Consigne. Poursuivez le texte sur la reprise des cours au lycée à partir de sa dernière phrase.

=== Passage extrait ===

La suite des événements

Très vite des pistes prioritaires se sont dégagées pour que les cours puissent reprendre : une clarification de certaines règles de fonctionnement, certains aménagements matériels, des moyens humains appropriés pour augmenter l’encadrement humain et avoir en permanence une salle de travail et le foyer d’ouverts pour les élèves, et que soit enfin mis fin à la confusion généré par l’annonce depuis 4 mois de la fusion avec le lycée voisin, St Exupéry, sans concertation ni plus de précision depuis.

L’Inspectrice académique adjointe chargée des lycées (Mme Vandrepotte) et une équipe du C2A2E (Proviseurs de Vie scolaire/psychologue pour l’aide aux établissements) sont venus lundi à 15h30. Les collègues lui ont exposé ce qu’ils ressentaient et demandaient, mais les premières propositions - outre du travail à définir sur le long terme "en interne" - n’apportaient pas de changement immédiat : 5 "médiateurs" sous statut de CAE (Contrats d’Accompagnement dans l’Emploi, 20h/semaine pour 500€/mois, ultra-précaires, remis en cause tous les 6 mois sur 2 ans MAXIMUM selon les considérations politiques et économiques ministérielles du moment). Cela couvrait 100h hebdomadaires alors que 120h de surveillance ont été supprimées en 3 ans sans que le lycée ne rétrécisse. 100h, c’est ce qui est nécessaire pour garder ouvert en permanence une salle de travail et le foyer (actuellement très souvent fermés, faute de capacité d’necadrement) ; cela ne met pas 1 surveillant de plus dans les couloirs ou sur les zones non surveillées. Et cerise sur le gâteau : ces moyens sont en fait un "repackaging" de moyens attribués pour la politique de la ville.

=== Données extraites ===

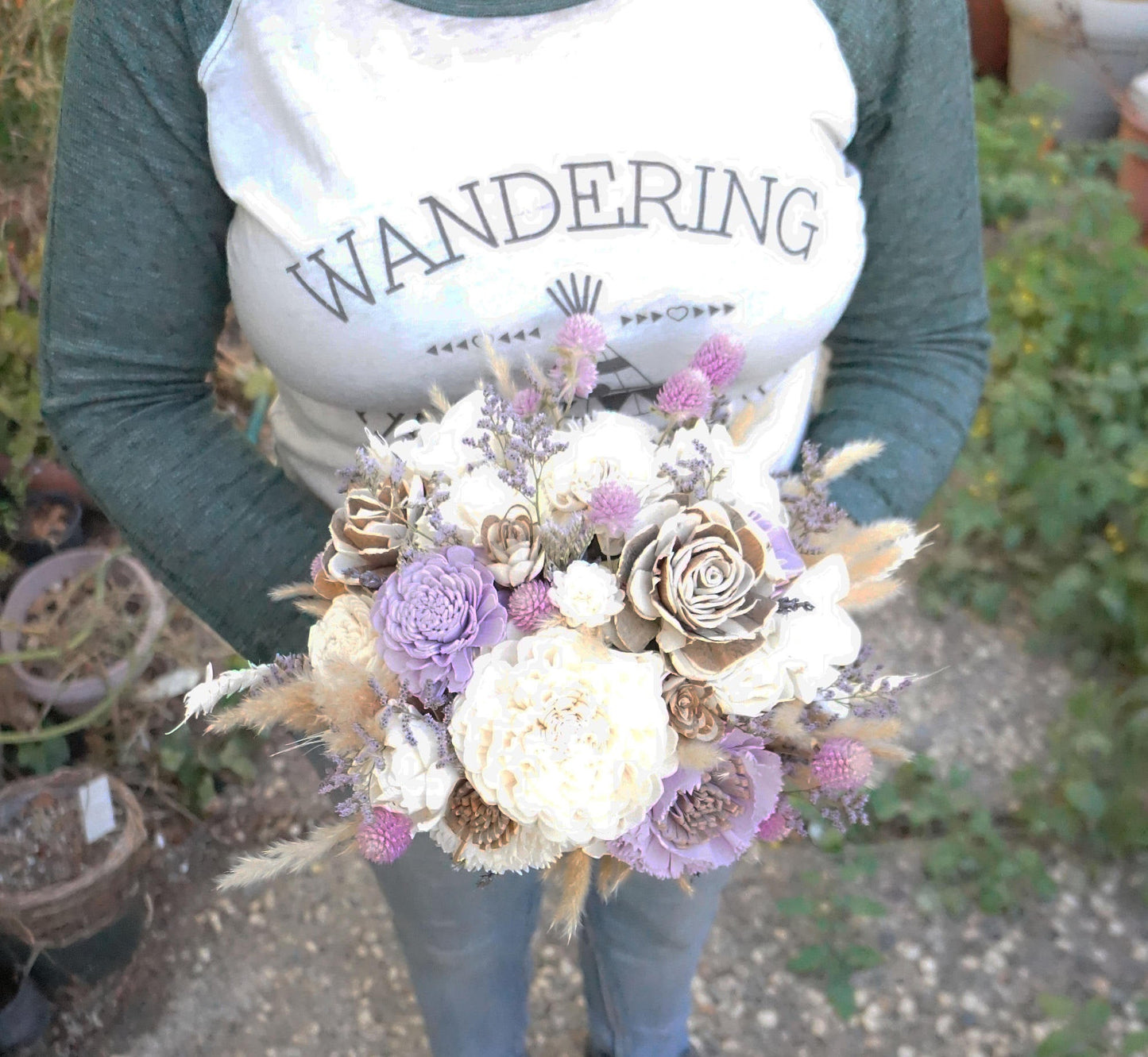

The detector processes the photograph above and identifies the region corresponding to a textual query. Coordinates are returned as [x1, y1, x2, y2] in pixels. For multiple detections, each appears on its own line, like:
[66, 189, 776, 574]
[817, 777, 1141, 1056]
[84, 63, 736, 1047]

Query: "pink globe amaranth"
[506, 580, 558, 635]
[657, 367, 714, 420]
[690, 334, 745, 389]
[355, 808, 415, 863]
[586, 481, 642, 536]
[810, 738, 872, 793]
[555, 312, 606, 356]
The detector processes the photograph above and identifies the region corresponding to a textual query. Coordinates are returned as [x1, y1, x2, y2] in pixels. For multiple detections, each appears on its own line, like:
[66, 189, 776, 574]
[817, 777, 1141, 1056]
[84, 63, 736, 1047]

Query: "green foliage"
[777, 853, 887, 1020]
[1015, 677, 1148, 855]
[0, 0, 72, 189]
[1034, 995, 1148, 1057]
[0, 241, 52, 533]
[926, 85, 1148, 667]
[869, 756, 1056, 915]
[160, 727, 260, 815]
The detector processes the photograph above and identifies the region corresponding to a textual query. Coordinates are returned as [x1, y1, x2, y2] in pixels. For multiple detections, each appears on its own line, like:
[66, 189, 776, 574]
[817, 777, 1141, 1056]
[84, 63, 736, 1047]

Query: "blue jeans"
[374, 835, 730, 1057]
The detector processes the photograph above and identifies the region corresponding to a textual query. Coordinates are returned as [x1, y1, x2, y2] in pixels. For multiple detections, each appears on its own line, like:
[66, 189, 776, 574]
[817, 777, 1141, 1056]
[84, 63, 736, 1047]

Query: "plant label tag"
[79, 774, 116, 843]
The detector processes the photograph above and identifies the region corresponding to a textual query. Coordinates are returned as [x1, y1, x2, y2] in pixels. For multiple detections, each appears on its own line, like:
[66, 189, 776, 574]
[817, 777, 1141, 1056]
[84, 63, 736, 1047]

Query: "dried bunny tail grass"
[315, 662, 382, 750]
[216, 818, 358, 892]
[482, 334, 516, 400]
[427, 382, 450, 415]
[769, 701, 813, 753]
[818, 439, 885, 481]
[268, 580, 319, 601]
[597, 855, 632, 900]
[678, 738, 722, 771]
[839, 580, 905, 613]
[208, 675, 323, 735]
[550, 848, 593, 943]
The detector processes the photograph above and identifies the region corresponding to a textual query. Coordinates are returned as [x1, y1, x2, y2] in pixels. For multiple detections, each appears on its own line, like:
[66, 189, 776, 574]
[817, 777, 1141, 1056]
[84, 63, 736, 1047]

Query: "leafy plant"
[1034, 995, 1148, 1057]
[777, 853, 887, 1020]
[0, 0, 72, 188]
[160, 727, 260, 815]
[869, 756, 1056, 915]
[0, 241, 52, 534]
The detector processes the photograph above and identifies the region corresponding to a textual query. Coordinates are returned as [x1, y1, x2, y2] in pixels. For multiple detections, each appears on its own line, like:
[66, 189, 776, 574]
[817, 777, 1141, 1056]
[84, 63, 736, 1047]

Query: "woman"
[36, 0, 988, 1057]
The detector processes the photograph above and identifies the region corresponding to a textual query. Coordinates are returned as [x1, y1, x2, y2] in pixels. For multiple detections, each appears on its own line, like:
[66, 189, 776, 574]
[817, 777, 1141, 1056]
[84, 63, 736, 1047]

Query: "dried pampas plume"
[547, 848, 593, 943]
[216, 818, 358, 892]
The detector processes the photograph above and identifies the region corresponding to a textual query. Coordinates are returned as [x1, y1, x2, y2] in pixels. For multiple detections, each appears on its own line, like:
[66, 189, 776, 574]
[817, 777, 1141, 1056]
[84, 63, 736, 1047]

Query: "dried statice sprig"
[782, 441, 845, 554]
[464, 386, 566, 500]
[658, 438, 721, 502]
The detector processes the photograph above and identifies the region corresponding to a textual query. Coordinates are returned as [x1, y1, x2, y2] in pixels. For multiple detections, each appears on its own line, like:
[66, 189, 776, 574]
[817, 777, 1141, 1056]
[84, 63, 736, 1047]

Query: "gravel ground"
[29, 598, 1148, 1057]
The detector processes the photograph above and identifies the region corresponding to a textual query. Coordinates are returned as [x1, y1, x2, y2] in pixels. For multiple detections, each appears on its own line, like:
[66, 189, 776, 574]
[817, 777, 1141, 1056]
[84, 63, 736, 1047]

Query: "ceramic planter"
[0, 547, 168, 716]
[1006, 0, 1148, 140]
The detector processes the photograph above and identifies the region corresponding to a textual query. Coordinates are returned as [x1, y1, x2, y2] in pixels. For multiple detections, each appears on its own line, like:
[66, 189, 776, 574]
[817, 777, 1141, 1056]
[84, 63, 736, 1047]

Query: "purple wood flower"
[371, 546, 506, 693]
[609, 730, 782, 878]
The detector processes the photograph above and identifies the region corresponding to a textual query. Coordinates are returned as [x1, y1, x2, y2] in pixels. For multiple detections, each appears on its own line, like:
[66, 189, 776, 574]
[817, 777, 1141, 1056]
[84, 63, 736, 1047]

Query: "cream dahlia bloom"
[307, 595, 386, 680]
[389, 389, 485, 477]
[450, 628, 678, 848]
[774, 554, 861, 702]
[542, 411, 666, 514]
[550, 561, 626, 628]
[371, 709, 462, 832]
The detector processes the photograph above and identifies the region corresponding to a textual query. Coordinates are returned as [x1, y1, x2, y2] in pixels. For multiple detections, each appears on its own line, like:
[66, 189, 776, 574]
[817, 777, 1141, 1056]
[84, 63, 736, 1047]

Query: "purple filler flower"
[658, 367, 714, 420]
[609, 730, 782, 878]
[690, 334, 745, 389]
[555, 312, 606, 356]
[371, 546, 506, 693]
[586, 481, 642, 536]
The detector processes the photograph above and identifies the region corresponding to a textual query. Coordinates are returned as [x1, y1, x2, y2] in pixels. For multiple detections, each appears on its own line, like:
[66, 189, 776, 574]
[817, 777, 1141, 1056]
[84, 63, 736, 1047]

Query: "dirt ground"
[21, 585, 1148, 1057]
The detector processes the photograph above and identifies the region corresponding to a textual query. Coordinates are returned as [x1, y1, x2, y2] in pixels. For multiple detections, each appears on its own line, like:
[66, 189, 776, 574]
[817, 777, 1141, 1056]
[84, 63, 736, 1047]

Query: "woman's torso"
[199, 0, 864, 505]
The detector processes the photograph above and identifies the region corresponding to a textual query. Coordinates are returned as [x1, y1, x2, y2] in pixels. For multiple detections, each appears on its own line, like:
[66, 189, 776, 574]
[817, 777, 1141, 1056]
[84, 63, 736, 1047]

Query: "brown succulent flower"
[661, 675, 722, 742]
[614, 500, 776, 681]
[444, 778, 518, 861]
[479, 513, 545, 588]
[315, 477, 423, 598]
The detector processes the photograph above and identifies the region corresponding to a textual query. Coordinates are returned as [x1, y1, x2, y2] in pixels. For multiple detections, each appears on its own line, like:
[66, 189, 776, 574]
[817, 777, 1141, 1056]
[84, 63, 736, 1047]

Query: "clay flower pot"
[1117, 71, 1148, 245]
[0, 547, 168, 716]
[968, 0, 1008, 80]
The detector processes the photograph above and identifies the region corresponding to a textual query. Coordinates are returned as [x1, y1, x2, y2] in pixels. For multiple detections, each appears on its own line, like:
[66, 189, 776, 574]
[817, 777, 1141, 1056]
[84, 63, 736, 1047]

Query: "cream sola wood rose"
[187, 317, 922, 908]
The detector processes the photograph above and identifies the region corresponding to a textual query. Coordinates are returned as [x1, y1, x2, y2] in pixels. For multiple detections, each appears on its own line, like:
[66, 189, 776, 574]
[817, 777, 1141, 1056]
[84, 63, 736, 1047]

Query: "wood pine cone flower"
[479, 513, 547, 588]
[315, 477, 423, 598]
[614, 500, 776, 681]
[661, 675, 722, 742]
[444, 778, 518, 862]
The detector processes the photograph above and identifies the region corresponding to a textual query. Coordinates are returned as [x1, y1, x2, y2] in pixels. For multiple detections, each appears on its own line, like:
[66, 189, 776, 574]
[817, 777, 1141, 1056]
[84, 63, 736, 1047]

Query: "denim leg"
[374, 833, 542, 1057]
[578, 866, 732, 1057]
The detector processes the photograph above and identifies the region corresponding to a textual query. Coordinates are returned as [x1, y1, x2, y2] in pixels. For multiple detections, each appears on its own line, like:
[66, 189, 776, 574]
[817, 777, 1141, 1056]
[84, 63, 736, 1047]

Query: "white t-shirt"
[199, 0, 864, 506]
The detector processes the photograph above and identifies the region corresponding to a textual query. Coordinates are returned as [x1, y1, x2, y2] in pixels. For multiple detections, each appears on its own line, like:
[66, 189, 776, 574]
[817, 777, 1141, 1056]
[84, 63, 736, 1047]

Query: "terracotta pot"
[0, 547, 168, 716]
[1117, 83, 1148, 245]
[0, 454, 95, 506]
[968, 0, 1008, 80]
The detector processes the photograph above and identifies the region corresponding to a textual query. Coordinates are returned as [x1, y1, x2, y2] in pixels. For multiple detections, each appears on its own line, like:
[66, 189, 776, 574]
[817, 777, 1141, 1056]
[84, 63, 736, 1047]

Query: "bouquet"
[186, 314, 923, 928]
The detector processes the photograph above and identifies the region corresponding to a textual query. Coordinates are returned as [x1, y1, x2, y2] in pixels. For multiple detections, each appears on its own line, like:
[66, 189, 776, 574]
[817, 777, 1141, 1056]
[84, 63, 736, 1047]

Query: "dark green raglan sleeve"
[41, 0, 330, 660]
[810, 0, 990, 521]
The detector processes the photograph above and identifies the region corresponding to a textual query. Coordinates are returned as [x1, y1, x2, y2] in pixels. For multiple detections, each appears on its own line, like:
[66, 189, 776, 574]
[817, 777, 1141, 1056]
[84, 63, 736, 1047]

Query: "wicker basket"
[0, 766, 148, 947]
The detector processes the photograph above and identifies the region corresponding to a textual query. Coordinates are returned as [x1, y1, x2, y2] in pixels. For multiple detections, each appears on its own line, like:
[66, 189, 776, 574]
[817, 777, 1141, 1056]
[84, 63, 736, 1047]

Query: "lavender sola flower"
[371, 546, 506, 692]
[609, 730, 782, 878]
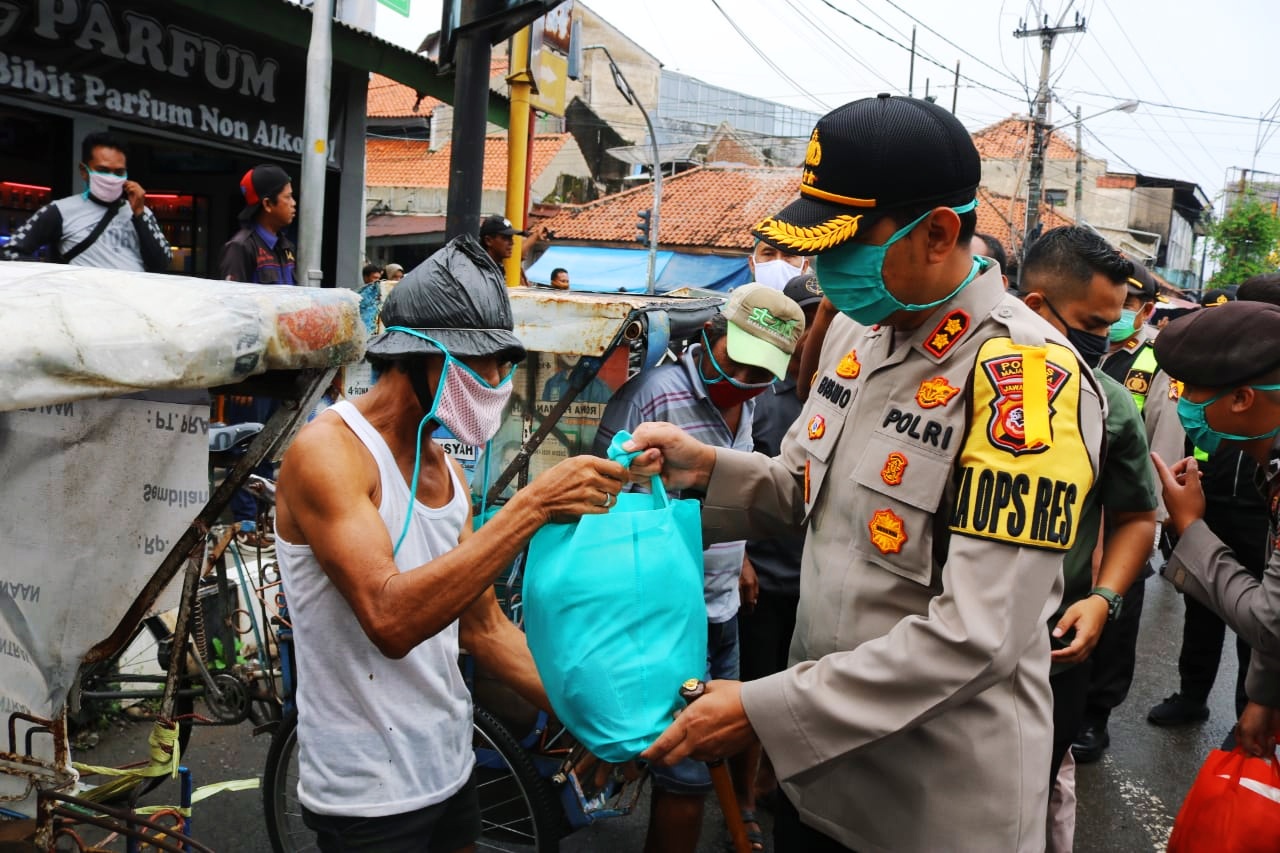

===

Réponse finale.
Les "médiateurs de vie scolaire"

En effet, "3 à 5 médiateurs de réussite scolaire" dans "un millier d’établissement", c’est exactement ce qui est écrit dans le texte officiel du 27 janvier 2009 pour utiliser les 5000 "contrats aidés" annoncés par le gouvernement pour atteindre "une réduction de 30% des taux d’absentéisme dès la fin de la prochaine année scolaire" ainsi qu’une "baisse de 10% du nombre de décrocheurs"... Pour l’IA, cela devient la seule concession concrète pour répondre aux besoins définis par les profs pour améliorer d’urgence la situation. A part, aussi, de "l’écoute" supplémentaire, qui n’est apparemment due que quand quelqu’un se fait agresser ou quand les personnels imposent de fermer leur lycée pour se concerter sur une fusion décidée sans eux.

Revendications discutées à l’IA

Le compte n’y était pas. Le droit de retrait s’est donc prolongé. Une délégation de représentants des personnels a été invitée à l’IA l’après-midi pour refaire le point sur les revendications npermettant que les conditions aient réellement changé. Pendant ce temps, le C2A2E a entamé des séances de travail en interne pour réfléchir sur les changements possibles à long terme. Sauf que les collègues ne savent toujours pas si dans quelques mois, en septembre, la fusion annoncée avec le lycée voisin, produisant un espace gigantesque de 2500 élèves, sera effective ou non, et si oui, dans quelles conditions...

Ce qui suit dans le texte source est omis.